Selected text
## start

Also known as: Rei 3
Release Date: 2005-11-08
Regions: USA Japan Europe
Chris’s Rating: ★★★☆
Girls visiting sinister Japanese buildings at night continues to be a successful formula for this series, though to be fair Fatal Frame III does have some new tricks up its sleeve.
Fatal Frame III is subtitled “The Tormented.” I don’t understand why games have subtitles; it seems like the name of the franchise and the number of the series should be enough. In any case, “The Tormented” is a terrible subtitle for this game because it contains very little actual tormenting, either of the player or the player characters.
Like the previous two games in the series, Fatal Frame III is about girls stuck in scary old Japanese buildings fighting off ghosts with an antique camera. Tecmo’s classic brew of vulnerable protagonists and dilapidated Japanese mansions is as potent as ever, even though some of the content has been lifted wholesale from the previous titles. Temco has also tried to make some changes to the formula, with mixed results. But generally, Fatal Frame III is a competent horror game and an excellent addition to the series.

## end

Required tasks
**a.** Which regions does the Fatal Frame III review list for the game?
**b.** Could you transcribe the Fatal Frame III review between "Like the previous" and "to the series.", inclusive?
**c.** Answer these questions from the Fatal Frame III review:
(i) What release date is given?
(ii) What is the game's subtitle?
(iii) What do the girls use to fight off ghosts?

Entries
## start

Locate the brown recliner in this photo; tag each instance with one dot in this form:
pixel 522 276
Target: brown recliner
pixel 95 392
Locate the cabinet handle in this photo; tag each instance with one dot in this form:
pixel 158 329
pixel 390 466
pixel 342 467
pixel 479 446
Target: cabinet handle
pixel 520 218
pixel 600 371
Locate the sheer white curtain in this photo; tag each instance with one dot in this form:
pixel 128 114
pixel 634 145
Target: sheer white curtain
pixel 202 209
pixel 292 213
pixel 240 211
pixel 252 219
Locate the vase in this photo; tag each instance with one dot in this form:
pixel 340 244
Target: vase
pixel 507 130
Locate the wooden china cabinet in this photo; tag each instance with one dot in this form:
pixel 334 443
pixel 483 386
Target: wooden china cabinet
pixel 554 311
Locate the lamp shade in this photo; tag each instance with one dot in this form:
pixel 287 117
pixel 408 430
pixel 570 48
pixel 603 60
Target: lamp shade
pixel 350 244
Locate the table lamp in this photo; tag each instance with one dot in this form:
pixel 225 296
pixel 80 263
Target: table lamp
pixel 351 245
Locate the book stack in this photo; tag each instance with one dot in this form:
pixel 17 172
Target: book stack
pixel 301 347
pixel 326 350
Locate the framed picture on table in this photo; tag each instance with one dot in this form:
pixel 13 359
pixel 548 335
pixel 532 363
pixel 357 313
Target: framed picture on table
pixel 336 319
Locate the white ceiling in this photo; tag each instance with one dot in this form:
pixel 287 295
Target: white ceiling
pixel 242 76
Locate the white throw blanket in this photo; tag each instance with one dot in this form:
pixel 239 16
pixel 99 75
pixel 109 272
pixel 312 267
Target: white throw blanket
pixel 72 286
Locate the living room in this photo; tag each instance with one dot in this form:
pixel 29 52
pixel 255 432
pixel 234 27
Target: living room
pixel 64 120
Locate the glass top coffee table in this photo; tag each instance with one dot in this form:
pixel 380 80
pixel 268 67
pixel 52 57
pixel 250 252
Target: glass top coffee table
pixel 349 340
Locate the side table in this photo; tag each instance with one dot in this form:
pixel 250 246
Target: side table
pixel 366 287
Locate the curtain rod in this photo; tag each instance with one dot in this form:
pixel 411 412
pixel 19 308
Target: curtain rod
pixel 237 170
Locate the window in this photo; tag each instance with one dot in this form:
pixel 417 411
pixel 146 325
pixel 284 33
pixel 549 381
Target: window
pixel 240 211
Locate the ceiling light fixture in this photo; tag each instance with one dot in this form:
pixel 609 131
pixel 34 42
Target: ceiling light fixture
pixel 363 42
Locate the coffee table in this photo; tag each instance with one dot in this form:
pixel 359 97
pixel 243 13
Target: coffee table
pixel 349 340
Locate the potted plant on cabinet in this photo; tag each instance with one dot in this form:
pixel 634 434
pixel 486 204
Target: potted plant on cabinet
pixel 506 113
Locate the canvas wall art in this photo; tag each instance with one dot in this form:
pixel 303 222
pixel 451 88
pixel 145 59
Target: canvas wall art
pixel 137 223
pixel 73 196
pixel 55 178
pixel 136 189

## end

Solution set
**a.** USA, Japan, Europe

**b.**
Like the previous two games in the series, Fatal Frame III is about girls stuck in scary old Japanese buildings fighting off ghosts with an antique camera. Tecmo’s classic brew of vulnerable protagonists and dilapidated Japanese mansions is as potent as ever, even though some of the content has been lifted wholesale from the previous titles. Temco has also tried to make some changes to the formula, with mixed results. But generally, Fatal Frame III is a competent horror game and an excellent addition to the series.

**c.**
(i) 2005-11-08
(ii) "The Tormented"
(iii) An antique camera